### To be done:
Extract and repeat the items from the line with "trace target=tree shadow" through the end of the items, keeping every line unchanged.

### Information supplied:
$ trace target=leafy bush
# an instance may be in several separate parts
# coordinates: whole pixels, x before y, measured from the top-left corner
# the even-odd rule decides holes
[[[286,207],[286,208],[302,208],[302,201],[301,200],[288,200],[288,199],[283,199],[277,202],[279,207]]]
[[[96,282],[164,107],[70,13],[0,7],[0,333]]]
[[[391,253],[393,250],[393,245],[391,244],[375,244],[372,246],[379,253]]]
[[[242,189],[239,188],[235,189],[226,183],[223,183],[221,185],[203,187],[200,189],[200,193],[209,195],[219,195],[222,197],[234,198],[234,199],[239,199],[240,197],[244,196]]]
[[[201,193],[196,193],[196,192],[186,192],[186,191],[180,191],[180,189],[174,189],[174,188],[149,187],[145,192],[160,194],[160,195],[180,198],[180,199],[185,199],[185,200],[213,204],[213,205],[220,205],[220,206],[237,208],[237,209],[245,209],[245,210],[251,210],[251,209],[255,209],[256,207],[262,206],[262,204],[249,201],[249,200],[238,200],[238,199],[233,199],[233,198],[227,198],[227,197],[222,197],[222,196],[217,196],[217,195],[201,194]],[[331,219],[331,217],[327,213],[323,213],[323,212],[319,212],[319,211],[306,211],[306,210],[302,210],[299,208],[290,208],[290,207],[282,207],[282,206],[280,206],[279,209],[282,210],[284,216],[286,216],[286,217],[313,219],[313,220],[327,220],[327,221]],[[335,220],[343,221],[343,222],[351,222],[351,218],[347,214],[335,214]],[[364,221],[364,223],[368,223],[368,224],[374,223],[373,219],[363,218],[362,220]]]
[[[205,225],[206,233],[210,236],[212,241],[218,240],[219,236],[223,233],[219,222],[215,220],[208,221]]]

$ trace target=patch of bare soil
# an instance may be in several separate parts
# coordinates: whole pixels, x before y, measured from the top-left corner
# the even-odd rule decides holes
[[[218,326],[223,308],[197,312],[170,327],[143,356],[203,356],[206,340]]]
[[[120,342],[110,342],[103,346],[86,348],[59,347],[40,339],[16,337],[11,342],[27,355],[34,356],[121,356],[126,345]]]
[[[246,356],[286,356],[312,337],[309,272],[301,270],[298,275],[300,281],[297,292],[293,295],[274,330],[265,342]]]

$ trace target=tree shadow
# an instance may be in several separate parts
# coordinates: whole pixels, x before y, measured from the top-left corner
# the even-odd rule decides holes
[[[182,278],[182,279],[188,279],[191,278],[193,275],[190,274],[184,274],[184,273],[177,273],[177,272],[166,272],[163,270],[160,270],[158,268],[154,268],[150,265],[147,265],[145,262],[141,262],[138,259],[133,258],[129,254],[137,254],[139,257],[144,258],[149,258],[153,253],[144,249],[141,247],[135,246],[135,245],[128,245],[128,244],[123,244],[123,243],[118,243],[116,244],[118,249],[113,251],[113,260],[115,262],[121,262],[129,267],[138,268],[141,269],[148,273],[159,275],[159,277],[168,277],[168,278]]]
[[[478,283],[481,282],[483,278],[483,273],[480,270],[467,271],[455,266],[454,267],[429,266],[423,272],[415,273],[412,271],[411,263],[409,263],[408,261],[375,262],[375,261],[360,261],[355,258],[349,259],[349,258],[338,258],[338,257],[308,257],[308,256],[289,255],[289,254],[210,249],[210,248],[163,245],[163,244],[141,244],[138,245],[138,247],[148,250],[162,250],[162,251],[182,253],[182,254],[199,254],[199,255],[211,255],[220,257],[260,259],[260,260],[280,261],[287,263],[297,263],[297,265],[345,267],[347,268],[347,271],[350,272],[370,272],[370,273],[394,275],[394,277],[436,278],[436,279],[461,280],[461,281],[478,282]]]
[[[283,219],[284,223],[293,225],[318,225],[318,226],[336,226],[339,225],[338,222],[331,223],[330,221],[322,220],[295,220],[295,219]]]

### Solution:
$ trace target=tree shadow
# an instance may be in several separate parts
# coordinates: whole pixels, x before y, measured from the top-left corner
# the even-odd rule decides holes
[[[182,278],[182,279],[188,279],[191,278],[193,275],[190,274],[184,274],[184,273],[177,273],[177,272],[166,272],[163,270],[160,270],[158,268],[154,268],[150,265],[147,265],[145,262],[141,262],[138,259],[133,258],[129,254],[137,254],[139,257],[144,258],[149,258],[153,253],[144,249],[141,247],[135,246],[135,245],[128,245],[128,244],[123,244],[123,243],[118,243],[116,244],[118,249],[113,251],[113,260],[115,262],[121,262],[129,267],[138,268],[141,269],[148,273],[159,275],[159,277],[168,277],[168,278]]]
[[[478,283],[481,282],[483,278],[483,273],[480,270],[467,271],[455,266],[454,267],[429,266],[423,272],[415,273],[412,271],[411,263],[409,263],[408,261],[375,262],[375,261],[360,261],[355,258],[349,259],[349,258],[338,258],[338,257],[308,257],[308,256],[289,255],[289,254],[210,249],[210,248],[163,245],[163,244],[141,244],[138,245],[138,247],[148,250],[162,250],[162,251],[182,253],[182,254],[199,254],[199,255],[211,255],[220,257],[260,259],[260,260],[280,261],[287,263],[297,263],[297,265],[345,267],[347,268],[347,271],[350,272],[370,272],[370,273],[394,275],[394,277],[436,278],[436,279],[461,280],[461,281],[478,282]]]
[[[283,219],[284,223],[293,225],[318,225],[318,226],[336,226],[339,225],[338,222],[331,223],[330,221],[322,220],[295,220],[295,219]]]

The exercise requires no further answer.